AVAILABLE DATA:

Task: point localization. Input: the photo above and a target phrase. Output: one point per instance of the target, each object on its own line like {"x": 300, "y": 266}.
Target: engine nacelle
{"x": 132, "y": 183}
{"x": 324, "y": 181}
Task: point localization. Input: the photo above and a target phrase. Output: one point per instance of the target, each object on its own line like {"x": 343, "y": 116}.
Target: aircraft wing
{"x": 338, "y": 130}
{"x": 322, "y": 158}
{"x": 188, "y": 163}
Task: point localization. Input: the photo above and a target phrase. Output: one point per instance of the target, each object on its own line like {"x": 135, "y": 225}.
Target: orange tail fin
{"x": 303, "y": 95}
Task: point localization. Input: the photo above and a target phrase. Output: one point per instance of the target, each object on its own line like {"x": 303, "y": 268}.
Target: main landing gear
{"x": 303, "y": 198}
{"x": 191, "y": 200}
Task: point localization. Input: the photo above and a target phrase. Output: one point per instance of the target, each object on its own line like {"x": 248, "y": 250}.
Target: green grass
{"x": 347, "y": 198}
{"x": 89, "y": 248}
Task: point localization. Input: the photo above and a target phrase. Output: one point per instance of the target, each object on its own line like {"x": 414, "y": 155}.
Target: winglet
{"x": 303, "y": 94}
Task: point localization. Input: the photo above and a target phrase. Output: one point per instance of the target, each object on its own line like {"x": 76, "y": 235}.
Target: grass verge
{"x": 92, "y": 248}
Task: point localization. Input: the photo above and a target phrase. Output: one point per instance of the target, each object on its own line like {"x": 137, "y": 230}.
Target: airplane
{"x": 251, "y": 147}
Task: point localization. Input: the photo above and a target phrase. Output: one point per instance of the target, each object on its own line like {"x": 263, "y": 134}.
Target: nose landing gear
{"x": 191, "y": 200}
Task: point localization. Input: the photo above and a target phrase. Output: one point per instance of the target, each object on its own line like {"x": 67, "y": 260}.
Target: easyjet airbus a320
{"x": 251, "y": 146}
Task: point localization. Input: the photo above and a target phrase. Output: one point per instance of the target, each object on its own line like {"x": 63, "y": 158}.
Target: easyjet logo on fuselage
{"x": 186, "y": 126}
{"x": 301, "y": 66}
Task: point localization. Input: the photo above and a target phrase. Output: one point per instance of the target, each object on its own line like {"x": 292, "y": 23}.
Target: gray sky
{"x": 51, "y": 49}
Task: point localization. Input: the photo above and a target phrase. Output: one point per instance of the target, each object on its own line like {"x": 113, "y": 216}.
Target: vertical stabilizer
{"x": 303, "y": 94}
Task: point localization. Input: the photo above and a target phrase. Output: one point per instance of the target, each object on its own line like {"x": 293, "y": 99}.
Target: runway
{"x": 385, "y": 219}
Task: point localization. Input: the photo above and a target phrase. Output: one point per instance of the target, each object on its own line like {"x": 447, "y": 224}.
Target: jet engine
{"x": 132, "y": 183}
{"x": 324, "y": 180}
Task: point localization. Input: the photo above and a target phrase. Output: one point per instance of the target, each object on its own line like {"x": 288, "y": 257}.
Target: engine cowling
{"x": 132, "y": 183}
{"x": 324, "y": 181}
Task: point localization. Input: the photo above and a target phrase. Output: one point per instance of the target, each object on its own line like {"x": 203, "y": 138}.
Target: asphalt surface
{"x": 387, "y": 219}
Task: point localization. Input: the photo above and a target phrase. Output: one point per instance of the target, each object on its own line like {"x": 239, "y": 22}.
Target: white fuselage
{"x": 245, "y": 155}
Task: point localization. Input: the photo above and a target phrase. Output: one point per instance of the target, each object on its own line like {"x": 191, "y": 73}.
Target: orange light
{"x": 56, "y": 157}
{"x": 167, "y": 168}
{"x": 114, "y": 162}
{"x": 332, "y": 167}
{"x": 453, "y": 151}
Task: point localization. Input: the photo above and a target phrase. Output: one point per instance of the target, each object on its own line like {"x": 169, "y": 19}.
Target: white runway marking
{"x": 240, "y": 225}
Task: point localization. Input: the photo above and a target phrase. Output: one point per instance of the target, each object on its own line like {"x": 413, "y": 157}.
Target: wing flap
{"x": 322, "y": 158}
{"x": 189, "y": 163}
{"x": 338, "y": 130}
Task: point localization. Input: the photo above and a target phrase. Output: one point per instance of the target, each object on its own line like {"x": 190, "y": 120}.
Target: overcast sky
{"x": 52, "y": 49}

ACTION ITEM: Every entry is to be repeated exactly as it stands.

EXERCISE SOLUTION:
Task: point localization. Input: the photo above and a target phrase. Output: one point per instance of the target, each object on its own line like {"x": 300, "y": 266}.
Target: engine nacelle
{"x": 132, "y": 183}
{"x": 324, "y": 181}
Task: point localization. Input: the photo above and a target phrase. Output: one point per instance of the target, each object on its own line like {"x": 343, "y": 116}.
Target: aircraft wing
{"x": 338, "y": 130}
{"x": 322, "y": 158}
{"x": 188, "y": 163}
Task: point localization. Input: the photo above and a target phrase. Output: one point per instance of the target, each object on its own line like {"x": 135, "y": 225}.
Target: orange tail fin
{"x": 303, "y": 95}
Task: point localization. Input: the photo above and a target phrase. Output: one point per instance of the target, each object on its own line like {"x": 303, "y": 268}.
Target: main landing gear
{"x": 303, "y": 198}
{"x": 191, "y": 200}
Task: point localization. Input: the photo above and a target phrase. Output: one point per instance of the target, each object on its own line like {"x": 248, "y": 250}.
Target: green grass
{"x": 347, "y": 198}
{"x": 89, "y": 248}
Task: point localization. Input: the photo above and a target phrase. Output: one point per instance of the target, each object on its own line like {"x": 414, "y": 155}.
Target: winglet
{"x": 303, "y": 94}
Task: point localization. Input: the photo above and a target phrase. Output: one point per instance of the target, each object on its own line like {"x": 76, "y": 235}.
Target: grass verge
{"x": 92, "y": 248}
Task: point localization. Input: the photo above and a target phrase. Output: one point per instance of the target, each object on its own line like {"x": 137, "y": 230}.
Target: airplane
{"x": 251, "y": 147}
Task: point localization. Input: the photo above and a target phrase. Output: one point per instance of the target, each object on its own line like {"x": 263, "y": 134}.
Target: nose landing gear
{"x": 191, "y": 200}
Task: point localization. Input: the photo above and a target phrase. Output: one point per instance of the target, each object on its own line like {"x": 67, "y": 260}.
Target: easyjet airbus a320
{"x": 251, "y": 146}
Task: point localization. Input: the photo above and a target phrase. Output: one point per instance of the target, each object on its own line like {"x": 63, "y": 158}.
Target: easyjet logo on fuselage
{"x": 186, "y": 126}
{"x": 301, "y": 66}
Task: point localization. Input: the photo above and a target phrase. Output: one point per instance of the target, each object on its own line like {"x": 292, "y": 23}.
Target: gray sky
{"x": 51, "y": 49}
Task: point localization. Input: the photo above and a target phrase. Output: one point per instance of the target, each object on its own line like {"x": 113, "y": 216}.
Target: vertical stabilizer
{"x": 303, "y": 94}
Task: point localization. Input: the photo above and a target phrase. Output: one point per instance of the target, each object on its own line like {"x": 293, "y": 99}.
Target: runway
{"x": 385, "y": 219}
Task: point localization. Input: the photo above and a target phrase. Output: one point per instance of the target, each object on its own line like {"x": 447, "y": 224}.
Target: jet engine
{"x": 132, "y": 183}
{"x": 324, "y": 180}
Task: point localization. Input: the photo above and a target phrase. Output: one point per instance of the target, each object on its own line like {"x": 288, "y": 257}.
Target: engine cowling
{"x": 132, "y": 183}
{"x": 324, "y": 181}
Task: point localization. Input: the photo above and a target phrase. Output: one point per instance of the target, each object on its own line like {"x": 203, "y": 138}.
Target: asphalt surface
{"x": 387, "y": 219}
Task: point localization. Input: the photo above and a target phrase. Output: one point per instance of the target, each object on its own line like {"x": 239, "y": 22}.
Target: white fuselage
{"x": 245, "y": 155}
Task: point localization. Input: the photo above and a target phrase. Output: one point per instance of the target, each object on its own line like {"x": 191, "y": 73}.
Target: orange light
{"x": 56, "y": 157}
{"x": 167, "y": 168}
{"x": 114, "y": 162}
{"x": 332, "y": 167}
{"x": 453, "y": 151}
Task: point localization. Input: the photo above and a target phrase. Output: one point per instance of the target, each object on its own line like {"x": 169, "y": 19}.
Target: white runway marking
{"x": 240, "y": 225}
Task: point localization. Input: the photo above and a target phrase. Output: one point per instance of the target, each object on its own line like {"x": 413, "y": 157}.
Target: wing flap
{"x": 322, "y": 158}
{"x": 189, "y": 163}
{"x": 338, "y": 130}
Task: point localization. Input: the photo above and a target phrase. Output: one point per instance of the target, each object on its own line like {"x": 190, "y": 120}.
Target: overcast sky
{"x": 52, "y": 49}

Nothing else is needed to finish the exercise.